*DATA LISTING*.
—————
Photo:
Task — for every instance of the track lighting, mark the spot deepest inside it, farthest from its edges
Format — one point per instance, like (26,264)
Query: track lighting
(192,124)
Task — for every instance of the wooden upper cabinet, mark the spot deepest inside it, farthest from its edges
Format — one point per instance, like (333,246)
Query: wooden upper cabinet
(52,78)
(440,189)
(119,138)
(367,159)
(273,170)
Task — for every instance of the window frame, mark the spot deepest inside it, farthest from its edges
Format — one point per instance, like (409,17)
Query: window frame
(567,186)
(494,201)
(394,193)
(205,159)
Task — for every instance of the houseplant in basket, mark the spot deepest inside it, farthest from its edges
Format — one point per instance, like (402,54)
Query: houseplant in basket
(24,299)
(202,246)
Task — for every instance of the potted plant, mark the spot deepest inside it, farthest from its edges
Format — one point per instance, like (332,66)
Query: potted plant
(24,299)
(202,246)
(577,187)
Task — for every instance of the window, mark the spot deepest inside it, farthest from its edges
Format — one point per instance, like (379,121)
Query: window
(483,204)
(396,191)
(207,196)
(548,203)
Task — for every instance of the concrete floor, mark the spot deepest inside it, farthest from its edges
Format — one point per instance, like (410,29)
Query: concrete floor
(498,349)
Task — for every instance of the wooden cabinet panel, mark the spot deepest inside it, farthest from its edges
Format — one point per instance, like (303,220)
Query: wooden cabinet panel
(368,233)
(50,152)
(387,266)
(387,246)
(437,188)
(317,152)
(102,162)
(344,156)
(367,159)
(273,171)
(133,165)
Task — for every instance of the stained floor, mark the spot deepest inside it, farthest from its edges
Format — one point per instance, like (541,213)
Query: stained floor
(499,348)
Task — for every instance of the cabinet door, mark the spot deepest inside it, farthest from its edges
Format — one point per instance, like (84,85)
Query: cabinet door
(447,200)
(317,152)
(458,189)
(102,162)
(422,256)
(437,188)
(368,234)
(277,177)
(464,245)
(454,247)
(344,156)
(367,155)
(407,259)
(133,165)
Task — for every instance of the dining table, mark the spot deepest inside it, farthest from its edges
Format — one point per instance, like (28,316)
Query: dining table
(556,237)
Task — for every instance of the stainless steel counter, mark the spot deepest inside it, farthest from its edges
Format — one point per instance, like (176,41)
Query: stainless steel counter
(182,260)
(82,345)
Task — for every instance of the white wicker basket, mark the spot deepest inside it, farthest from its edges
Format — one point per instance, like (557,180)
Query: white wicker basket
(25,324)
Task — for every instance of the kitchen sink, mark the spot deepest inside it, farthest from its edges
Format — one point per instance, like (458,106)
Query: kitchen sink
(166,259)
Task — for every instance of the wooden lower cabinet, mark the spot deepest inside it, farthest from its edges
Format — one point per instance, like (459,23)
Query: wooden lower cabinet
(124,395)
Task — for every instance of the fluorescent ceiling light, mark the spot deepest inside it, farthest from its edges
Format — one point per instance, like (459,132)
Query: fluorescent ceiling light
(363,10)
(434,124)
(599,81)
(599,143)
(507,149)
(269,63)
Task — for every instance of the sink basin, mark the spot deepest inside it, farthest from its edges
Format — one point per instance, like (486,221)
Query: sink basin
—————
*ASSIGNMENT*.
All entries above are to be copied exactly, with none left out.

*TASK OUTPUT*.
Photo:
Task — for every instance of the track lighting, mark the spot deepest inside it, farthest from its edges
Format — one point per instance, like (26,264)
Query: track lighting
(192,124)
Task — for every instance of the wooden upper cabinet, mark the spot deepest inside it, farthest from its edges
Format — one point per instance, like (333,246)
Query: wooden upper cabinet
(52,78)
(440,189)
(119,138)
(367,159)
(273,170)
Task — for every instance of the window frame, mark the spot deepest inside it, farthest from its edges
Format — one point per instance, like (409,17)
Query: window frame
(567,186)
(494,201)
(394,193)
(205,159)
Task — for every instance of the houseplant in basket, mark the spot deepest inside it, farthest from its edges
Format — one point per instance, like (402,54)
Query: houseplant in basket
(24,299)
(202,246)
Task — for every instance of the potted plant, mark the spot deepest inside it, farthest from its edges
Format — one point per instance, like (332,66)
Query: potted plant
(24,299)
(202,246)
(577,187)
Task — for every instance of the window, mark the spot deepest inside it, farthest from its edges
Format — one point per instance, like (379,121)
Query: window
(483,204)
(396,191)
(207,196)
(548,203)
Task — for every instance of the concrete floor, mark the spot deepest inside it, farthest from its edges
Format — one point per instance, like (410,29)
Query: concrete floor
(498,349)
Task — for every instance of the wooden cabinet panel, mark the spot deepest inside it, farthest from its edges
Format — one point per instance, like (303,220)
Query: wooden cabinet panel
(368,233)
(50,152)
(387,266)
(387,246)
(437,188)
(317,152)
(102,162)
(344,156)
(367,159)
(273,171)
(133,165)
Task — for every instance of the stained floor, mark the spot deepest inside it, farthest from its edges
Format — one point per instance, like (541,213)
Query: stained floor
(499,348)
Task — for every instance of the cabinet door, mark the spot deepest inside it, farthest from its edges
Format — one point per instance, like (84,85)
Query: cabinet door
(447,200)
(317,152)
(458,189)
(102,162)
(422,256)
(437,188)
(368,234)
(277,177)
(464,245)
(454,247)
(344,156)
(367,155)
(407,259)
(133,165)
Task — for every instance of the dining table, mark the spot deepest inside it, farthest from its edges
Format — one point per instance, like (28,316)
Query: dining table
(556,237)
Task — for every instance of the stainless steel counter, mark the spot deepest inside it, farthest from its edges
Format — one point per instance, like (176,41)
Query: stainless steel counter
(182,260)
(82,345)
Task — for every instance of the white wicker basket, mark the spot deepest inside it, farthest from its edges
Format — one point per instance, like (557,180)
Query: white wicker basket
(25,324)
Task — for every instance of the kitchen sink, mark the spot deepest inside it, farthest from its edges
Format — one point per instance, like (458,106)
Query: kitchen sink
(166,259)
Task — for every instance of the wooden lower cabinet, mark the spot deepest inside it, farthest from its edges
Format — one point per instance, like (459,23)
Query: wooden lower cabinet
(124,395)
Task — for every instance of the fluorescent ceiling light, mark the spot deepest inside it, farthest from its edges
Format — one point per instance, like (459,132)
Query: fluorescent ceiling light
(363,10)
(434,124)
(599,81)
(599,143)
(507,149)
(269,63)
Task — for every instance of the sink basin, mark the spot deepest inside it, farthest from its edges
Format — one point per instance, like (486,221)
Query: sink basin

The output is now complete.